Please rewrite all of the rows below, requests included, but scale only the vertex coordinates in the answers by 2.1, rounding each to a whole number with halves going up. Leave the pictures out of your output.

EXERCISE INPUTS:
○ ○ ○ ○

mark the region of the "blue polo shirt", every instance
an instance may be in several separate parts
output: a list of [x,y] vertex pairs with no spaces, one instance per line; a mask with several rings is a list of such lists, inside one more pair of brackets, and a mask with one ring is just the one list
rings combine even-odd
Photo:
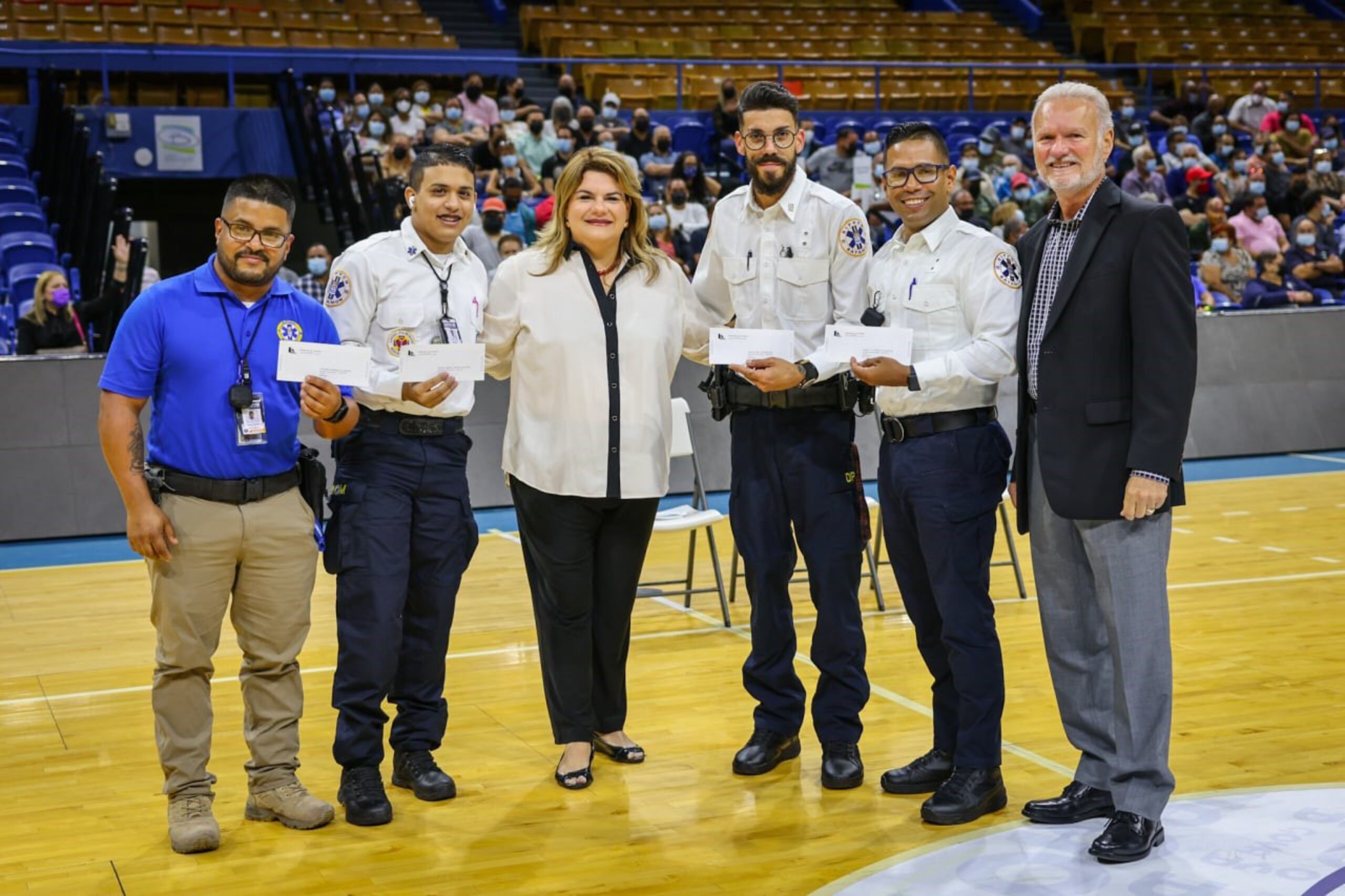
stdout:
[[[223,313],[221,313],[223,300]],[[253,391],[262,396],[266,444],[239,445],[229,387],[247,351]],[[215,256],[190,273],[163,280],[136,297],[117,327],[98,385],[151,398],[147,459],[194,476],[253,479],[299,461],[297,382],[276,379],[282,339],[340,344],[327,309],[281,278],[250,308],[215,273]],[[342,387],[348,396],[350,389]]]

○ ○ ○ ○

COMPLETED TASK:
mark the region of the "blue polo shirt", every instance
an instance may be in several separate parts
output: a list of [x,y] vertex pairs with no spaces, one instance per line; a mask with several rings is a list of such lists, inside one more pair of brackets, and a mask with one ring is just the one list
rings combine even-odd
Photo:
stdout:
[[[468,657],[464,657],[468,630]],[[531,821],[550,832],[559,932],[502,935],[481,813],[519,737]],[[452,538],[399,573],[342,588],[286,624],[246,687],[206,809],[317,836],[309,964],[407,1000],[531,1006],[628,968],[624,802],[580,796],[592,712],[714,722],[687,649],[590,584],[525,647],[452,573]],[[718,813],[731,832],[735,817]]]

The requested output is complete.